══ LISTED ENTRIES ══

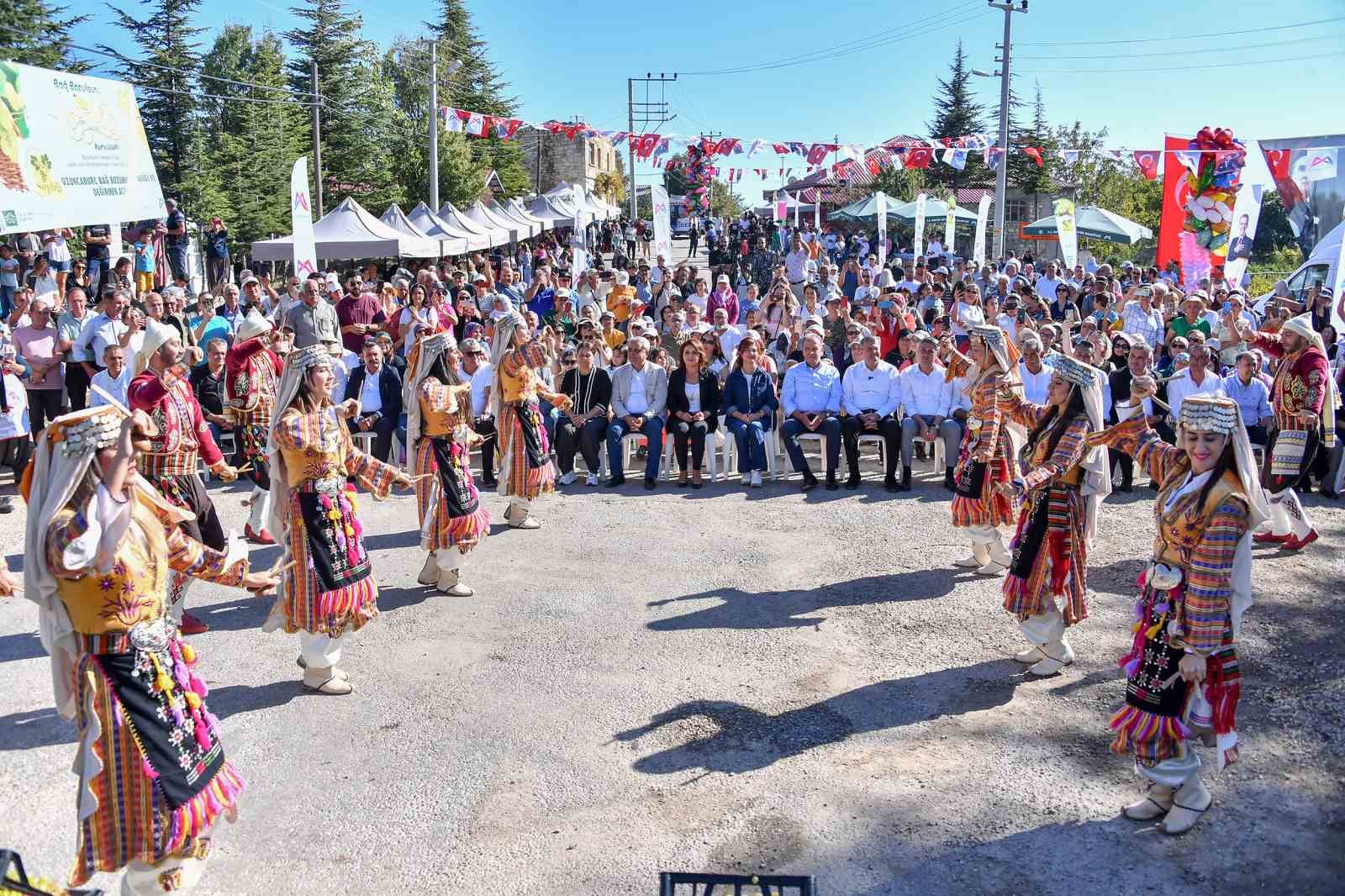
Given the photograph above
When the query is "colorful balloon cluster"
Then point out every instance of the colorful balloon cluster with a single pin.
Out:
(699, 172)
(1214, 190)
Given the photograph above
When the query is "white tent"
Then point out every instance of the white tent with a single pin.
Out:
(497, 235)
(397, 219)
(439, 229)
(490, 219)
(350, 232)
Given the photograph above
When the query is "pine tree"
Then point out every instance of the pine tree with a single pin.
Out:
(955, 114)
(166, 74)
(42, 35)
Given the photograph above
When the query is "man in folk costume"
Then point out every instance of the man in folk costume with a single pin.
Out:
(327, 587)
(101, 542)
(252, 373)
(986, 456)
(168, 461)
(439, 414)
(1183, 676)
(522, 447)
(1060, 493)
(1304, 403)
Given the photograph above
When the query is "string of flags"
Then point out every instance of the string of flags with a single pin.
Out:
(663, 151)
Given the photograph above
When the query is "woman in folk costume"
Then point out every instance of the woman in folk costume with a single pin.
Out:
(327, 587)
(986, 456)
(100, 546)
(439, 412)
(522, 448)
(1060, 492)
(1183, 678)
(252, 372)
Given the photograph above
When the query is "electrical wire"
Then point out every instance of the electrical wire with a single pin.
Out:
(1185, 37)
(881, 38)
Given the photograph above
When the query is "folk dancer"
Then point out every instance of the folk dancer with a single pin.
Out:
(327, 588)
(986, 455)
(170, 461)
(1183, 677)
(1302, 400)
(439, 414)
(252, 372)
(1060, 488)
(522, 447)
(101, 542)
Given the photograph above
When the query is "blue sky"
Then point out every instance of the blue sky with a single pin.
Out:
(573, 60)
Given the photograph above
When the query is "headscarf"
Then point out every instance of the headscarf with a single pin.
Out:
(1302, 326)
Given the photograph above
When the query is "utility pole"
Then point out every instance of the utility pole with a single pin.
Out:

═══

• _TASK STATEMENT_
Show every line of the data above that contains the string "tree". Matching is case-sensitive.

• _ANSWER FOR THE TASK_
When the query is "pine tree"
Then point out every instance of the pine tree with a single pin.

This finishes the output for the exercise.